Items from a dataset
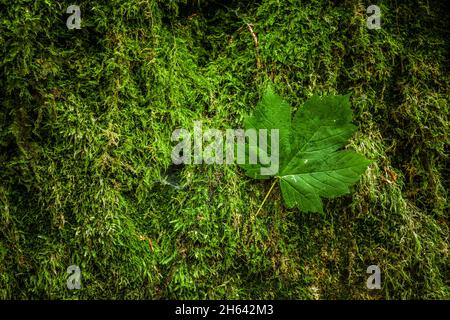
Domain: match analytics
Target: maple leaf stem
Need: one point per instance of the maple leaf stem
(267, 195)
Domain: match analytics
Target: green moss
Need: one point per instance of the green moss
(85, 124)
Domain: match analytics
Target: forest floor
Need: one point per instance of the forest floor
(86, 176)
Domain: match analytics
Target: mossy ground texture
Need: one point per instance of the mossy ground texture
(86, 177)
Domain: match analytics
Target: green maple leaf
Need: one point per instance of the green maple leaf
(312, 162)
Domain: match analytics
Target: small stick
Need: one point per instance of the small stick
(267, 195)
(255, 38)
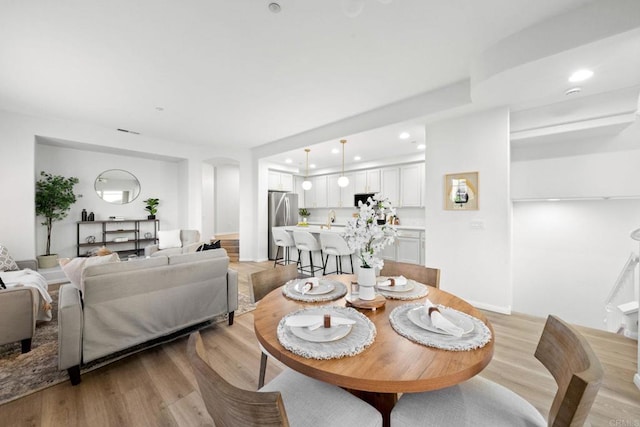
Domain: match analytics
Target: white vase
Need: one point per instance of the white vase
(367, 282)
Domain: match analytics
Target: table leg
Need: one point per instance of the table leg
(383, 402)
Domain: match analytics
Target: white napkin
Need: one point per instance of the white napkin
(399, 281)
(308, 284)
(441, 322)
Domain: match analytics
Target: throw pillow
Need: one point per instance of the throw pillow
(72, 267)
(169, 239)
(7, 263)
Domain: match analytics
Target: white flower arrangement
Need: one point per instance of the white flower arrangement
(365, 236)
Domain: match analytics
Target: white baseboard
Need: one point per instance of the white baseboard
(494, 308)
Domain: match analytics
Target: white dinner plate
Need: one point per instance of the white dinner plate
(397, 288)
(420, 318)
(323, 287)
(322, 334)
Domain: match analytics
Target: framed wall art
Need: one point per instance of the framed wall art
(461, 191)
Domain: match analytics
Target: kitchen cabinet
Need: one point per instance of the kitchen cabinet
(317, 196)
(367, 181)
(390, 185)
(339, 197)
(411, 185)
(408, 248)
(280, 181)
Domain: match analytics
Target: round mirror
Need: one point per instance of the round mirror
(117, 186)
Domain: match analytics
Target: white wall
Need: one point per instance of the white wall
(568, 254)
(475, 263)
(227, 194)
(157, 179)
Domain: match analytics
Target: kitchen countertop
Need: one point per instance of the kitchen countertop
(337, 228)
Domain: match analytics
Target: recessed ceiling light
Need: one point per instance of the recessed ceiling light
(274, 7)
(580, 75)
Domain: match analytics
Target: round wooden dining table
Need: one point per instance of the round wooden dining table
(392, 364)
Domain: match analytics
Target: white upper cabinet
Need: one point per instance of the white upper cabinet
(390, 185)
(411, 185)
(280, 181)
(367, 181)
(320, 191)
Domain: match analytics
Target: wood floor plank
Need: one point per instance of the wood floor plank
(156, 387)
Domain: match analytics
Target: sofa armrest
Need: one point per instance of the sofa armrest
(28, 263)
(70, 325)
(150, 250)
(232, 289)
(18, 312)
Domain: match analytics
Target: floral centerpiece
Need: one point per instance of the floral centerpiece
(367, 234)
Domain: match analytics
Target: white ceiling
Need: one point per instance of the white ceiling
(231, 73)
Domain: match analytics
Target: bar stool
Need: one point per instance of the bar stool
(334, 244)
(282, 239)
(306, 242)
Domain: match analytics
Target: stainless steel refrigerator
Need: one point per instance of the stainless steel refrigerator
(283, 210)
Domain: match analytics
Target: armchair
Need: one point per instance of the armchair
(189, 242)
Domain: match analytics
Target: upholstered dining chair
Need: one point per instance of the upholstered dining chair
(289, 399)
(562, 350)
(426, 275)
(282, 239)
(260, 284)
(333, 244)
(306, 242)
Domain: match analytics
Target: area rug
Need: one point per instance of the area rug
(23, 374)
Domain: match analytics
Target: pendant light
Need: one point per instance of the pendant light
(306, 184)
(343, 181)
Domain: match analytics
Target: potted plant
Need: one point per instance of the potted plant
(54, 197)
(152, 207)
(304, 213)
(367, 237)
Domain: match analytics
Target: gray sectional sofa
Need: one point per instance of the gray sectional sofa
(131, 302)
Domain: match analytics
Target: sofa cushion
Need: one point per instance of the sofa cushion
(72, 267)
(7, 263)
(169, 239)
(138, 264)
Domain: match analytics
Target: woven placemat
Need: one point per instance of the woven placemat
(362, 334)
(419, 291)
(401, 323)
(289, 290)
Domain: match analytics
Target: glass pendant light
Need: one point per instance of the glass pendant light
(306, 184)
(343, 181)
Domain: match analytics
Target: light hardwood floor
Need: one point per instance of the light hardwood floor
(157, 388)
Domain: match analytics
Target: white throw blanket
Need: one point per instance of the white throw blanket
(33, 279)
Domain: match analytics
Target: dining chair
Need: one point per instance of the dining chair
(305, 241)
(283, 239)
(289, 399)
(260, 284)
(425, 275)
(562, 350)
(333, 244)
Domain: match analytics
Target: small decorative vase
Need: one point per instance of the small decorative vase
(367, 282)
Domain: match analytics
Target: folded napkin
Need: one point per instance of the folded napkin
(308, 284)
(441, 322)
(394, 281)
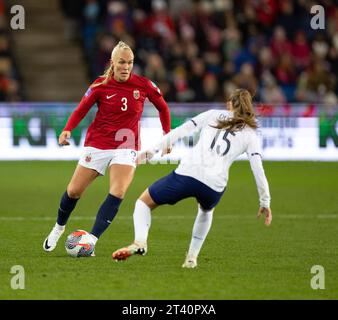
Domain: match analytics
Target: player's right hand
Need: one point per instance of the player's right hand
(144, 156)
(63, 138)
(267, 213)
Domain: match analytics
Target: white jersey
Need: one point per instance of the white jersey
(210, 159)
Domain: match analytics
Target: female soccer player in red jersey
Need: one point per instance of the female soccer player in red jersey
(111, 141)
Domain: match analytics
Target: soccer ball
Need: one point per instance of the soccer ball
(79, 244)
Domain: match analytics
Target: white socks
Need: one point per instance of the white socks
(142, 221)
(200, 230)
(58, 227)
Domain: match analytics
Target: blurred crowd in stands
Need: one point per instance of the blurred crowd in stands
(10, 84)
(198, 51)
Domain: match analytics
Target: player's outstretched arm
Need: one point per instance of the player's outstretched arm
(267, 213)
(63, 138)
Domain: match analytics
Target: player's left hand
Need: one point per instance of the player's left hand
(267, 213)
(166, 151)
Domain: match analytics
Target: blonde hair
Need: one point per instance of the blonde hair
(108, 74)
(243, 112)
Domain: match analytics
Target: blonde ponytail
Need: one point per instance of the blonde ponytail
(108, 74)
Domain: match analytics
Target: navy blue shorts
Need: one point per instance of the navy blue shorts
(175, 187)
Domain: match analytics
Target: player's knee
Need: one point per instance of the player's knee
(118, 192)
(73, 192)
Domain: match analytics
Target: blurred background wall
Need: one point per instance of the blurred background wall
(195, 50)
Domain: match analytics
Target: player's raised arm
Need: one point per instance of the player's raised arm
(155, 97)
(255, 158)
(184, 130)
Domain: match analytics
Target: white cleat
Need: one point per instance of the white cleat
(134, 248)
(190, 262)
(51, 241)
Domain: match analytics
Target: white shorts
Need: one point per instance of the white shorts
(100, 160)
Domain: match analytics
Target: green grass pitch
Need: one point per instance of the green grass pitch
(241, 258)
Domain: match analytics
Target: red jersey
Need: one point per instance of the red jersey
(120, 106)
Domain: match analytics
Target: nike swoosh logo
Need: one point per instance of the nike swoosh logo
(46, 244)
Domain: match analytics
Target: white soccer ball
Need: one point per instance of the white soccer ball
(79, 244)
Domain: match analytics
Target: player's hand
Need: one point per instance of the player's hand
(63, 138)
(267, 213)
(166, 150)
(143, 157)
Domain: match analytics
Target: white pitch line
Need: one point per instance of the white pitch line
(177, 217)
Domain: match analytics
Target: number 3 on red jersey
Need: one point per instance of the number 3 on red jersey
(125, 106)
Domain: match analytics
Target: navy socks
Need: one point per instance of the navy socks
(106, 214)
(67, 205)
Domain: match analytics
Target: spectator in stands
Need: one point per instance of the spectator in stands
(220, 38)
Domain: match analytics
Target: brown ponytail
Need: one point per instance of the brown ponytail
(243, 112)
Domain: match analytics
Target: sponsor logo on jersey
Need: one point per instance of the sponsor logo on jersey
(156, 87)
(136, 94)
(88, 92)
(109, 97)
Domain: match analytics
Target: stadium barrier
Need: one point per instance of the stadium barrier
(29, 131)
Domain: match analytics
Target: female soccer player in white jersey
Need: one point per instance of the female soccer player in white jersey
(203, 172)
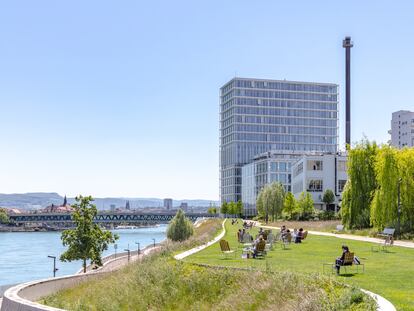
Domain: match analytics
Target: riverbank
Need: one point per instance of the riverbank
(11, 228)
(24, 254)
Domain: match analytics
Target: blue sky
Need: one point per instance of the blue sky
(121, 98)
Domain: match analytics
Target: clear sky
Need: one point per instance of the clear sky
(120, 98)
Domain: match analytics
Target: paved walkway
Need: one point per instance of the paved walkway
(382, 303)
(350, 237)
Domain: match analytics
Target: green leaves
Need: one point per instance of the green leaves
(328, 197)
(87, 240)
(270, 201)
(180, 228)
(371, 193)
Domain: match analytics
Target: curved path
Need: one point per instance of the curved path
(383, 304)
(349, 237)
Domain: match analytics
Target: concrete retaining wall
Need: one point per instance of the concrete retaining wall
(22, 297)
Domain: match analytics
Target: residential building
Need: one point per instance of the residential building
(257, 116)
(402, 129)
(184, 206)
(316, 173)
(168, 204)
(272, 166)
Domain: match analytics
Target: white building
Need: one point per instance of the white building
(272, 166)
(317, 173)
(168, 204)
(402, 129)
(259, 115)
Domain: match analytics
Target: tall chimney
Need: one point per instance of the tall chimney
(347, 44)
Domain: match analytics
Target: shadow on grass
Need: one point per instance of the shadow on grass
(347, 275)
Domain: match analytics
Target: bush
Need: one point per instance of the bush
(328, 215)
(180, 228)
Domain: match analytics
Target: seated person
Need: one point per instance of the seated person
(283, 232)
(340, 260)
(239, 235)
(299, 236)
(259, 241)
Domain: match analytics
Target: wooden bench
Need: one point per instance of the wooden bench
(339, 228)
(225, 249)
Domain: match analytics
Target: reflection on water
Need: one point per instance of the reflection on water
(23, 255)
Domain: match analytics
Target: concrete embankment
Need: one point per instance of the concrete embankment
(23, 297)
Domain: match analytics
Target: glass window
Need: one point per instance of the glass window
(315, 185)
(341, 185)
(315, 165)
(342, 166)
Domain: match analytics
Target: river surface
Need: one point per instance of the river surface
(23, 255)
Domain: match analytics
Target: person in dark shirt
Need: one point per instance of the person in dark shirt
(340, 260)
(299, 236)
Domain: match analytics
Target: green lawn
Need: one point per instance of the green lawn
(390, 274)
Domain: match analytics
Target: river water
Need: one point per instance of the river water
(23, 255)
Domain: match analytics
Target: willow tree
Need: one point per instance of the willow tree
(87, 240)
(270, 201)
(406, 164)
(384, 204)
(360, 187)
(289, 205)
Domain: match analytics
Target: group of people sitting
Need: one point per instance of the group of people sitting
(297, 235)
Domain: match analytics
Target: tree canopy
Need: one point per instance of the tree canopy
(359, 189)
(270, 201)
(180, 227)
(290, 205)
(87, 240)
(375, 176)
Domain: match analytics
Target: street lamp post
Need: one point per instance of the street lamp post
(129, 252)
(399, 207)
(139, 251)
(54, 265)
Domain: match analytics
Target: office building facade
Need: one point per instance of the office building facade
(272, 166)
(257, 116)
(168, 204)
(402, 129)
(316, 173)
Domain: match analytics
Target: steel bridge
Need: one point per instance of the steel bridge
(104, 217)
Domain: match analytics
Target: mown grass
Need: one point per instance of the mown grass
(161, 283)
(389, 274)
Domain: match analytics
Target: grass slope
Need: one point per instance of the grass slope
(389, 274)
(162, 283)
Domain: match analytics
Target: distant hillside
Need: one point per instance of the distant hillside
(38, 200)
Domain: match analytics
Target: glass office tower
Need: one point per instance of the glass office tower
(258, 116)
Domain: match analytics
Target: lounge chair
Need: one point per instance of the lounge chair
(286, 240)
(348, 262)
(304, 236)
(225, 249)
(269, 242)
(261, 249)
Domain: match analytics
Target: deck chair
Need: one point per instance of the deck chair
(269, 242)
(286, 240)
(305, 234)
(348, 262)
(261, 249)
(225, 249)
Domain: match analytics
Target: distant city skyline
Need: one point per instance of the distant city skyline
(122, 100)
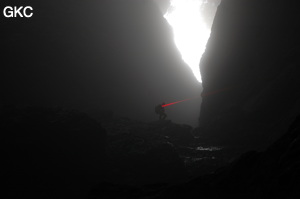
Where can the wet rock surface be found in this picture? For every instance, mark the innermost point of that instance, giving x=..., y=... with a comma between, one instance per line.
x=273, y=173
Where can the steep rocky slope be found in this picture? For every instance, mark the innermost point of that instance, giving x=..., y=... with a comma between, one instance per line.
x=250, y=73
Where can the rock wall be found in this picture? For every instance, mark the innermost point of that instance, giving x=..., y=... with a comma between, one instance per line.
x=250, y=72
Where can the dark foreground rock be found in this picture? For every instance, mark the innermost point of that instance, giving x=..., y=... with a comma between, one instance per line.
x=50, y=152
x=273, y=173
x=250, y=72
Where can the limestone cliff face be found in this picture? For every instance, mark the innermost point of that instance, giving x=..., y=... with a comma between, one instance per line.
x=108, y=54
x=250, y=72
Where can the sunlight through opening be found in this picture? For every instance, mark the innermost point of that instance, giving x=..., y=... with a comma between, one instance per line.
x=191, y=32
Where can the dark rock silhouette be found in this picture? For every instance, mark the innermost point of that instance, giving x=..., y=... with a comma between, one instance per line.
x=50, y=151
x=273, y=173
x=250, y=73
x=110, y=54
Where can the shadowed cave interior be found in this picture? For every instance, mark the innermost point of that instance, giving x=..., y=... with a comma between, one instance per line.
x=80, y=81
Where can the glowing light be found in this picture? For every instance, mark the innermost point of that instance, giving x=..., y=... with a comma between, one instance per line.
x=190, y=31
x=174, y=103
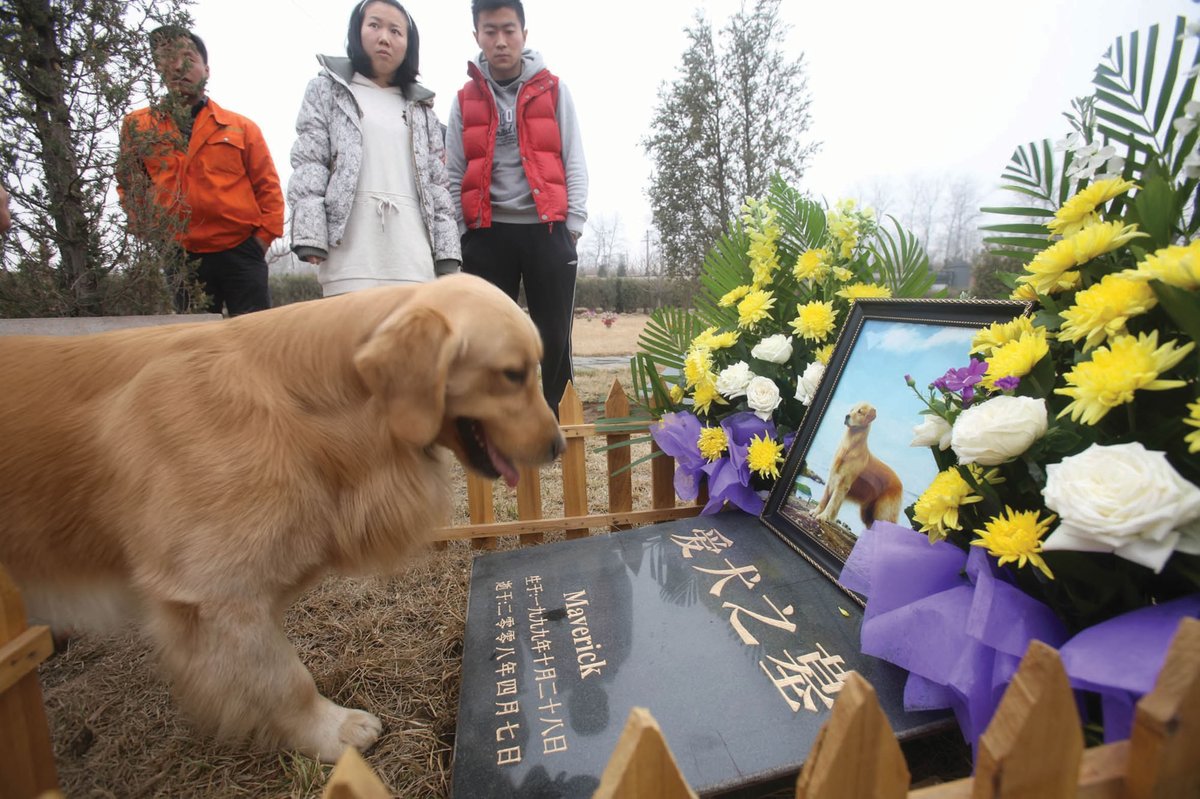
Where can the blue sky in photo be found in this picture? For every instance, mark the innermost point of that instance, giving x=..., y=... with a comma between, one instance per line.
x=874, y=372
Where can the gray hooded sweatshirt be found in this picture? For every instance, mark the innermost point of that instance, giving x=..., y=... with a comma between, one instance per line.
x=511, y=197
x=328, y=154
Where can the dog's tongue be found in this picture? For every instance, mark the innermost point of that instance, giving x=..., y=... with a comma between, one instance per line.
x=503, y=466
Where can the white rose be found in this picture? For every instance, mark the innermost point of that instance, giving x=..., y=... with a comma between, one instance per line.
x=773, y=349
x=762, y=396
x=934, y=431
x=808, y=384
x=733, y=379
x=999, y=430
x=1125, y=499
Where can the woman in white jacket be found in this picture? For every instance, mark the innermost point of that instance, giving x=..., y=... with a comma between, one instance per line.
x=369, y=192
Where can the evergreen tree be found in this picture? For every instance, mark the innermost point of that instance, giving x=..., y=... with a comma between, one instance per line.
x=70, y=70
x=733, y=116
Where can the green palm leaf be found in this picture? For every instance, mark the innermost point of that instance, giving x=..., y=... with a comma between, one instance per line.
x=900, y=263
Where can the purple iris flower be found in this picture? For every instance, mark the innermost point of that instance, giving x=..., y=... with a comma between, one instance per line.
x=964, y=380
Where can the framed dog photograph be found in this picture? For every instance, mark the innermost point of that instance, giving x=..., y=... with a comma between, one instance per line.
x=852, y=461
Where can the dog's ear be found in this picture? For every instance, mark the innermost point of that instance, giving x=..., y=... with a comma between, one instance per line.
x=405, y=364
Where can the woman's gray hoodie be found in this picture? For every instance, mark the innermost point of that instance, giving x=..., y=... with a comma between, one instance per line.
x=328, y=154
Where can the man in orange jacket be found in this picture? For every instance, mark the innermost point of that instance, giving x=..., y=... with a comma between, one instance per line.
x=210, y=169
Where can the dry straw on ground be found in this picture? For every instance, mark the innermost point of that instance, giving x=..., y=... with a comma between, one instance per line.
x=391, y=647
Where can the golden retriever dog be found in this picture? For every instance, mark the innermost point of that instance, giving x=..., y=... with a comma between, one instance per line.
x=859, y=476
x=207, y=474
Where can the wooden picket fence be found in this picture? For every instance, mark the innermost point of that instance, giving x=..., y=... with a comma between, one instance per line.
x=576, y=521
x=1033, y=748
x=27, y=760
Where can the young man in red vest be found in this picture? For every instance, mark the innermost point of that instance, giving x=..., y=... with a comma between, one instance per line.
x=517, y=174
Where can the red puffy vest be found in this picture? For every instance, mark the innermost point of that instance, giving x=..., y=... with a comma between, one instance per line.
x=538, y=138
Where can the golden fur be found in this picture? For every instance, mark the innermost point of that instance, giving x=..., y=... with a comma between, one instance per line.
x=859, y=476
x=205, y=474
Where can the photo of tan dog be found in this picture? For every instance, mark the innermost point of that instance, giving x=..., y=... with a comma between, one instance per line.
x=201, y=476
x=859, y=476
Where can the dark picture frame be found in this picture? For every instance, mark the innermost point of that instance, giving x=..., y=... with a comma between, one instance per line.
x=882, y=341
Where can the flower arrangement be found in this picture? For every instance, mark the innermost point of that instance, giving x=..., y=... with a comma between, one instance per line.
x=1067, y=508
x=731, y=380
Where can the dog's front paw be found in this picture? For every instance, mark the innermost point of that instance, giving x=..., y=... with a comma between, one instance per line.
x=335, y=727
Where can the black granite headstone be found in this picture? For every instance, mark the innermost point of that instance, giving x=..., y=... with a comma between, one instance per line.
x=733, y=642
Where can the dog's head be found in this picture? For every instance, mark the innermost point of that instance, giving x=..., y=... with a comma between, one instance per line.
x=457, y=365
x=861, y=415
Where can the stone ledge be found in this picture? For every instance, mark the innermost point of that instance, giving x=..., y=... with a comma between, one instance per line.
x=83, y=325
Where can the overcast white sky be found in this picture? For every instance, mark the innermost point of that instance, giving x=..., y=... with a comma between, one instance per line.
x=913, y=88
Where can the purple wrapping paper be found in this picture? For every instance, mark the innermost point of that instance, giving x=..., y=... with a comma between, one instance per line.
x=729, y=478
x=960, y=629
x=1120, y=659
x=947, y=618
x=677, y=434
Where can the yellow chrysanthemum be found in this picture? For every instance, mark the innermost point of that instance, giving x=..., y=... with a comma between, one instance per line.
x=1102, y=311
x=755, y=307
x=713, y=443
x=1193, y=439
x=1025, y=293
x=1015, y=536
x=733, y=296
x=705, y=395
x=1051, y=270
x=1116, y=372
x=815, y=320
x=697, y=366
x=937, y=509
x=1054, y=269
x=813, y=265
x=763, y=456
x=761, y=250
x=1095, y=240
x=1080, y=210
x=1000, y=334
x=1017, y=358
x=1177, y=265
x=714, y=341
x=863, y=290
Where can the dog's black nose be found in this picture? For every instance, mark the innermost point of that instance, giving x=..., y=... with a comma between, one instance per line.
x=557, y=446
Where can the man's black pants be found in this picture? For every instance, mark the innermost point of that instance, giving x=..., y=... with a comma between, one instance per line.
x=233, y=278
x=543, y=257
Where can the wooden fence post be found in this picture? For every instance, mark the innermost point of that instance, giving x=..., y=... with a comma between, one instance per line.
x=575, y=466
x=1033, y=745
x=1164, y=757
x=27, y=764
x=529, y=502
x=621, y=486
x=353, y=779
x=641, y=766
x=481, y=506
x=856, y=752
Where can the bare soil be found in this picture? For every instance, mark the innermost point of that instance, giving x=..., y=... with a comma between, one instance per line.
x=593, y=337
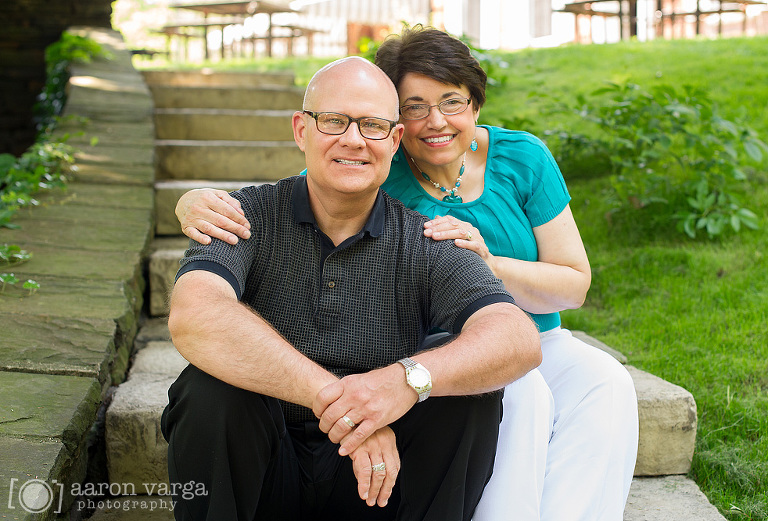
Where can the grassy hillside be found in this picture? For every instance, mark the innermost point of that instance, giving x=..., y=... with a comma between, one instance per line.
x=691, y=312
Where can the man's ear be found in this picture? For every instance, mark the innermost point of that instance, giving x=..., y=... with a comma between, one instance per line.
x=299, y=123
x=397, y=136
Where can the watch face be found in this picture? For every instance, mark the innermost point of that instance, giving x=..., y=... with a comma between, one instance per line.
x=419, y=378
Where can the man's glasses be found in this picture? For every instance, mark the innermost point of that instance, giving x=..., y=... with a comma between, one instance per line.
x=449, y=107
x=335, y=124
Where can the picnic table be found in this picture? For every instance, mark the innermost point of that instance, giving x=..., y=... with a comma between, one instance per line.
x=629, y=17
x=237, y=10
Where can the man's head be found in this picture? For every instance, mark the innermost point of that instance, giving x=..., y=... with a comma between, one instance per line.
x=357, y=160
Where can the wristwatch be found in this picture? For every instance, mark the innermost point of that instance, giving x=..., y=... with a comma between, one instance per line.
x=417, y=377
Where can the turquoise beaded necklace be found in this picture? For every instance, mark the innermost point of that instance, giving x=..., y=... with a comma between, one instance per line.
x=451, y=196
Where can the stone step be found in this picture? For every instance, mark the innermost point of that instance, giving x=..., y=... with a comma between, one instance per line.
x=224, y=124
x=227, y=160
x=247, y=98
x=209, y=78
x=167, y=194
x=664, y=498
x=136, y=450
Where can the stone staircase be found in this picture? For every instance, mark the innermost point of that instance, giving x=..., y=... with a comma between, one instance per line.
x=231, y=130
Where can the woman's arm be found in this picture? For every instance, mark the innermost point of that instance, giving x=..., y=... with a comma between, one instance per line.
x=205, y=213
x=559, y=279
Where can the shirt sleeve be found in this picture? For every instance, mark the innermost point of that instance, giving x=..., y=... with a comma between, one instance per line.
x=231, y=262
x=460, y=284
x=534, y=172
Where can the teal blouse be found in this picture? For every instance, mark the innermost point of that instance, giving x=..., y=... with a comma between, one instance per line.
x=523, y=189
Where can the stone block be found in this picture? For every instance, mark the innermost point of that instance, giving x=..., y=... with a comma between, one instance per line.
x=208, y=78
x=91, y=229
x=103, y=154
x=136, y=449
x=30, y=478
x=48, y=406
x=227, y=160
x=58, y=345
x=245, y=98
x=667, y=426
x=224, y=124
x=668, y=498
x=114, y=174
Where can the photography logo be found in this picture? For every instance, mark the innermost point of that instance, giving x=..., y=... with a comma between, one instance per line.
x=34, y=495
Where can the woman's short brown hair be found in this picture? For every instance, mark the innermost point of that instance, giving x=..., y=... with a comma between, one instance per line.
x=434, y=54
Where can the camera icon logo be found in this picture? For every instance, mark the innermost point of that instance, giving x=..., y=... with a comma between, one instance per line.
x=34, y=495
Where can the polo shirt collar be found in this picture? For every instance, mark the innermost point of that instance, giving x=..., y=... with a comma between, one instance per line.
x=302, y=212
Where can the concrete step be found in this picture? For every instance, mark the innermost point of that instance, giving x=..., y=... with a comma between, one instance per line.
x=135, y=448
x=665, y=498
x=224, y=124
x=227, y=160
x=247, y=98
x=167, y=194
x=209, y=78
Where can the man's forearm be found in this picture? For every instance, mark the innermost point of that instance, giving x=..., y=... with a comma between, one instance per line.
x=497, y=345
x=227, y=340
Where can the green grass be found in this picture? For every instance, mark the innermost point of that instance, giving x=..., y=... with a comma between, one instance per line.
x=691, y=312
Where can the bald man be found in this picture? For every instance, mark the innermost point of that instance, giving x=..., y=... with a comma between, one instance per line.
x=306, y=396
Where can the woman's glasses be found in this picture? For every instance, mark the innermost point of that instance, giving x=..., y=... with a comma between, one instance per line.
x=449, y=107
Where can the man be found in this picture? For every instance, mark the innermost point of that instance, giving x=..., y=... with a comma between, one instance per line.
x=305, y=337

• Goal of the exercise: Without the pictures, repeat the entries above line by line, from the first through the one that contains "Target: kitchen cabinet", both ends included.

• Task output:
Domain: match analytics
Target: maple leaf stem
Need: one point per instance of the maple leaf stem
(267, 195)
Domain: match analytics
Target: green moss
Need: one point per instance of the green moss
(85, 124)
Domain: match analytics
Target: forest floor
Need: one point per instance of the forest floor
(86, 176)
Domain: match analytics
Target: mossy ground texture
Need: one point per instance of the mossy ground texture
(86, 177)
Domain: match analytics
Target: green maple leaf
Need: one point per instance of the green maple leaf
(312, 162)
Domain: match analytics
Target: small stick
Need: one point per instance of the small stick
(267, 195)
(255, 38)
Domain: match analytics
Target: white vase
Need: one point per instance of the white vase
(367, 282)
Domain: match analytics
Target: table leg
Need: one point per instance of the table leg
(383, 402)
Domain: match analytics
Target: white napkin
Need: one point per instance of the white napkin
(399, 281)
(308, 284)
(441, 322)
Domain: match analytics
Target: throw pillow
Need: one point per instance of the throw pillow
(72, 267)
(169, 239)
(7, 263)
Domain: match analytics
Target: white flower arrangement
Need: one point per instance of the white flower arrangement
(365, 236)
Domain: match analytics
Target: white baseboard
Need: one point per instance of the white baseboard
(494, 308)
Domain: match analytics
Target: white dinner plate
Need: one point per instance of the white dinner plate
(397, 288)
(420, 318)
(323, 287)
(322, 334)
Domain: match analytics
Target: framed wall art
Need: one point per instance of the framed wall art
(461, 191)
Domain: match analytics
Target: kitchen cabinet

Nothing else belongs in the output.